■ Work required ■
Write out every entry in full. Leave nothing out.

[Referring expression pointing data]
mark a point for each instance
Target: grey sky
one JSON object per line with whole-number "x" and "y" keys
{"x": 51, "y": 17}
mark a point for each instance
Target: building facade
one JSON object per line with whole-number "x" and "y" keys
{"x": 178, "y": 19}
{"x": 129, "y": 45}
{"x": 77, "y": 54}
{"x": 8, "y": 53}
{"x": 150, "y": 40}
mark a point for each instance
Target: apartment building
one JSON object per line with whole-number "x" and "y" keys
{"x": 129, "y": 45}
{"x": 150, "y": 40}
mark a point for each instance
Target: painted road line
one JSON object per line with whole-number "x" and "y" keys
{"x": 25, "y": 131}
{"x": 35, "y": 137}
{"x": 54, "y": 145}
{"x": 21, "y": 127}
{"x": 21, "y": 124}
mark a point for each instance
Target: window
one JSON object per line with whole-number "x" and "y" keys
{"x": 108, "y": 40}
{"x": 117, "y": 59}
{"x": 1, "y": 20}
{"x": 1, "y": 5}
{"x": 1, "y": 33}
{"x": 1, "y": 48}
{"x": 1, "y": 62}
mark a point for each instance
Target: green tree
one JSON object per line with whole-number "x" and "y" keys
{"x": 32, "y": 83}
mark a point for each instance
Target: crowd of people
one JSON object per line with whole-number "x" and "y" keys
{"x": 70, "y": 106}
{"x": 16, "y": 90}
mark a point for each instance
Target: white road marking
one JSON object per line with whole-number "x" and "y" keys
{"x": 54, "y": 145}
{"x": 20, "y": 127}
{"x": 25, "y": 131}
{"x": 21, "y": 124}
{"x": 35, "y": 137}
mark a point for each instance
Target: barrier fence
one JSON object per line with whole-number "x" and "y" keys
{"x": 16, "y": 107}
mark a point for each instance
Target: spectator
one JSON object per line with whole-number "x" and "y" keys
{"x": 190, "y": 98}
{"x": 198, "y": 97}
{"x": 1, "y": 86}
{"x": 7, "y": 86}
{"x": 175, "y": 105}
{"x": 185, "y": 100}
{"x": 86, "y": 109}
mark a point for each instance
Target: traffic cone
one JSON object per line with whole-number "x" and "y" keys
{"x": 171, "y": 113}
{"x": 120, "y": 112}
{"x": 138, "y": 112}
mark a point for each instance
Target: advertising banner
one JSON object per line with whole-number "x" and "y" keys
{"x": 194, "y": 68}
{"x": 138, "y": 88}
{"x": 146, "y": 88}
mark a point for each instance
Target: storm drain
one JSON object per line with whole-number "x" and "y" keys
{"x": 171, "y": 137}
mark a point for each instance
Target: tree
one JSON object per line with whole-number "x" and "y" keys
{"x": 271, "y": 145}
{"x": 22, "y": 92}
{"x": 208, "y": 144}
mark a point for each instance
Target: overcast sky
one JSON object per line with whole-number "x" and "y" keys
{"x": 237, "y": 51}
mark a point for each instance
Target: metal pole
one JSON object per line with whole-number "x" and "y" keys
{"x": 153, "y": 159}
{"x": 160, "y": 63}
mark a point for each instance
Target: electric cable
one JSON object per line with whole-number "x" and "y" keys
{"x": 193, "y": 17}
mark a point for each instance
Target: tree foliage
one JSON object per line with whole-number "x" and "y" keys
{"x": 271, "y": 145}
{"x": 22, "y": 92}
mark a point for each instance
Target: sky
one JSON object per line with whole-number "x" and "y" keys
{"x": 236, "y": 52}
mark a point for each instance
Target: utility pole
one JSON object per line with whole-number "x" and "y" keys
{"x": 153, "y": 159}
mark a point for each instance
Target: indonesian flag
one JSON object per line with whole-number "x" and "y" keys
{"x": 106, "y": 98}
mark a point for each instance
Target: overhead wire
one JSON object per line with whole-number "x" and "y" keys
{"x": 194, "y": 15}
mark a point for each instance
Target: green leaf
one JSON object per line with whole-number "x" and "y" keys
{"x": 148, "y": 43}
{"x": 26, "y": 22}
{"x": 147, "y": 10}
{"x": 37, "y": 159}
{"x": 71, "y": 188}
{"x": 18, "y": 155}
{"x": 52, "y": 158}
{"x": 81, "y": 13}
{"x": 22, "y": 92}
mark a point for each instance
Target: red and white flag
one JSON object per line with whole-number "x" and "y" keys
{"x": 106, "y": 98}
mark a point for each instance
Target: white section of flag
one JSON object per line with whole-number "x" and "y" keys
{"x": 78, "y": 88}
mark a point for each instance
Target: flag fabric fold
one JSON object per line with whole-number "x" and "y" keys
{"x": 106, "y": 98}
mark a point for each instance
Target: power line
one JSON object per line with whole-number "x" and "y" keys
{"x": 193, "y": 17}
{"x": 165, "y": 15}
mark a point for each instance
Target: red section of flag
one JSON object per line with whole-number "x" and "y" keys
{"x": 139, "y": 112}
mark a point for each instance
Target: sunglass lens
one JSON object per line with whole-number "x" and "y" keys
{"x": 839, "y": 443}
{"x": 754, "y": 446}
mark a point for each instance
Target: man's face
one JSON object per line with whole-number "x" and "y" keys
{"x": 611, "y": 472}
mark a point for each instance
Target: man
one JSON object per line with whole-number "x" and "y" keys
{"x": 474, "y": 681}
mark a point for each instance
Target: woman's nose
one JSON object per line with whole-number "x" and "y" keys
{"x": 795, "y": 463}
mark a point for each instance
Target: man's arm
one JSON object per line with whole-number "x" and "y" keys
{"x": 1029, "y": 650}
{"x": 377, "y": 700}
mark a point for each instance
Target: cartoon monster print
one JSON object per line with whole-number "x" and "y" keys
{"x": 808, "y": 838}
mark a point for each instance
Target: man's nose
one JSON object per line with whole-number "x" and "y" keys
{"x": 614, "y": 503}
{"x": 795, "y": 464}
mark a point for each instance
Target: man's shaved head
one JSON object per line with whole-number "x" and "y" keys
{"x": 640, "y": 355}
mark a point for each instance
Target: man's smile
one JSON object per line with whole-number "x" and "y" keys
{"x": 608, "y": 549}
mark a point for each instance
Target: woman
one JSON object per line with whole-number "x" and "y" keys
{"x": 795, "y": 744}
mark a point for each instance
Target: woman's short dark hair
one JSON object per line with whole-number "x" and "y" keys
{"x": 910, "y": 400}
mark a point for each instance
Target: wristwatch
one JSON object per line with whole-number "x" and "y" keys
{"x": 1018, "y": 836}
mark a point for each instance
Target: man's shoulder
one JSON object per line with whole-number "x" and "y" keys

■ Response below ■
mark a point for each instance
Target: grey sky
one JSON object per line with whole-number "x" and "y" keys
{"x": 51, "y": 17}
mark a point for each instance
Target: building facade
one JSON object per line with whole-number "x" and "y" keys
{"x": 178, "y": 19}
{"x": 129, "y": 45}
{"x": 77, "y": 54}
{"x": 8, "y": 53}
{"x": 150, "y": 40}
mark a point for each instance
Target: apartment building
one JSON object per line with whole-number "x" and "y" keys
{"x": 129, "y": 45}
{"x": 150, "y": 40}
mark a point for each instance
Target: painted road line
one JSON object per line with whole-number "x" and "y" keys
{"x": 25, "y": 131}
{"x": 35, "y": 137}
{"x": 54, "y": 145}
{"x": 21, "y": 127}
{"x": 21, "y": 124}
mark a point for each instance
Target: window
one JSON object per line with whole-number "x" and "y" keys
{"x": 108, "y": 40}
{"x": 117, "y": 59}
{"x": 1, "y": 20}
{"x": 1, "y": 5}
{"x": 1, "y": 33}
{"x": 1, "y": 48}
{"x": 1, "y": 62}
mark a point for each instance
Target: green tree
one JSON object per line with whole-number "x" and "y" keys
{"x": 32, "y": 83}
mark a point for each instance
Target: crowd of people
one JSON object per line with whole-number "x" and "y" keys
{"x": 70, "y": 106}
{"x": 16, "y": 90}
mark a point for each instance
Target: white road marking
one JSON object per line with whole-number "x" and "y" keys
{"x": 54, "y": 145}
{"x": 20, "y": 127}
{"x": 25, "y": 131}
{"x": 21, "y": 124}
{"x": 35, "y": 137}
mark a point for each instance
Target: barrier fence
one JSON object per line with whole-number "x" and "y" keys
{"x": 16, "y": 107}
mark a point for each instance
Target: spectator
one JSON object per line with whole-number "x" and "y" keys
{"x": 190, "y": 98}
{"x": 198, "y": 97}
{"x": 1, "y": 86}
{"x": 7, "y": 86}
{"x": 175, "y": 105}
{"x": 185, "y": 100}
{"x": 86, "y": 109}
mark a point for each instance
Target: traffic cone
one JSON object per line with whole-number "x" and "y" keys
{"x": 171, "y": 113}
{"x": 120, "y": 112}
{"x": 138, "y": 112}
mark a point for each instance
Target: advertising banner
one JSON object per line with whole-number "x" and "y" keys
{"x": 194, "y": 68}
{"x": 138, "y": 88}
{"x": 146, "y": 88}
mark a point for each instance
Target: storm drain
one JSON object per line with whole-number "x" and "y" keys
{"x": 171, "y": 137}
mark a point for each instance
Target: tree
one JSON object per line with whole-number "x" and "y" keys
{"x": 271, "y": 145}
{"x": 22, "y": 92}
{"x": 208, "y": 144}
mark a point for each instance
Target: overcast sky
one JSON object per line with whole-number "x" and "y" keys
{"x": 237, "y": 51}
mark a point for each instance
Target: metal pole
one JSON object per line with whole-number "x" and "y" keys
{"x": 153, "y": 159}
{"x": 160, "y": 63}
mark a point for each instance
Target: electric cable
one JSON object per line with whole-number "x" and "y" keys
{"x": 193, "y": 17}
mark a point for each instance
Target: tree foliage
one JSON object per line with whole-number "x" and "y" keys
{"x": 271, "y": 145}
{"x": 22, "y": 92}
mark a point for each instance
Target: sky
one JSON object per line with whole-number "x" and "y" keys
{"x": 236, "y": 52}
mark a point for each instance
Target: utility pole
one JSON object per line with whole-number "x" and "y" keys
{"x": 153, "y": 159}
mark a point for each instance
Target: indonesian flag
one JSON object per line with whole-number "x" and "y" keys
{"x": 106, "y": 98}
mark a point for each instance
Target: overhead wire
one JSON object per line with whole-number "x" and "y" keys
{"x": 194, "y": 15}
mark a point for each instance
Target: green leaf
one JSON object per line with whole-number "x" and "y" keys
{"x": 148, "y": 43}
{"x": 26, "y": 22}
{"x": 147, "y": 10}
{"x": 37, "y": 159}
{"x": 71, "y": 188}
{"x": 18, "y": 155}
{"x": 52, "y": 158}
{"x": 81, "y": 13}
{"x": 22, "y": 92}
mark a point for each instance
Target: red and white flag
one JSON object per line with whole-number "x" and "y" keys
{"x": 106, "y": 98}
mark a point for each instance
Target: white section of flag
one JSON object per line with whole-number "x" and "y" keys
{"x": 78, "y": 88}
mark a point for each instance
Target: flag fabric fold
one JSON object per line with whole-number "x" and "y" keys
{"x": 106, "y": 98}
mark a point for each instance
Target: power line
one JSON object per line with whole-number "x" and "y" keys
{"x": 193, "y": 17}
{"x": 165, "y": 15}
mark a point for each instance
Target: red section of flag
one JSON object per line with whole-number "x" and "y" keys
{"x": 139, "y": 112}
mark a point for each instance
Target: sunglass lens
one JSON object per line with whole-number "x" and "y" keys
{"x": 839, "y": 443}
{"x": 754, "y": 446}
mark a point for each instance
Target: man's face
one JSON object per line with whole-number "x" and "y" keys
{"x": 611, "y": 472}
mark a point for each instance
Target: man
one JSON object per line with whole-number "x" and "y" keys
{"x": 474, "y": 681}
mark a point for each instance
Target: woman's nose
one JSON object per line with whole-number "x" and "y" keys
{"x": 795, "y": 463}
mark a point for each instance
Target: man's arm
one JSON object per line with whole-number "x" and "y" keys
{"x": 1029, "y": 650}
{"x": 377, "y": 700}
mark a point for each instance
Target: cartoon monster print
one JSON object per line with whole-number "x" and "y" keys
{"x": 808, "y": 838}
mark a point for each instance
Target: man's nose
one JSON object per line with whole-number "x" and "y" keys
{"x": 614, "y": 503}
{"x": 795, "y": 464}
mark a point for each instance
Target: man's shaved head
one JSON object per line with whole-number "x" and "y" keys
{"x": 640, "y": 355}
mark a point for each instance
Target: man's smile
one JSON object per line with whole-number "x" and "y" keys
{"x": 608, "y": 549}
mark a point for each instance
Target: woman
one JSON object per line with whole-number "x" and "y" keys
{"x": 795, "y": 744}
mark a point for each instance
Target: woman's short dark hair
one JSON object per line with whole-number "x" and "y" keys
{"x": 910, "y": 400}
mark a point for each instance
Target: wristwatch
one JSON object per line with whole-number "x" and "y" keys
{"x": 1018, "y": 836}
mark a point for each instance
Target: man's shoulder
one JSON object per line with whole-number "x" and "y" keys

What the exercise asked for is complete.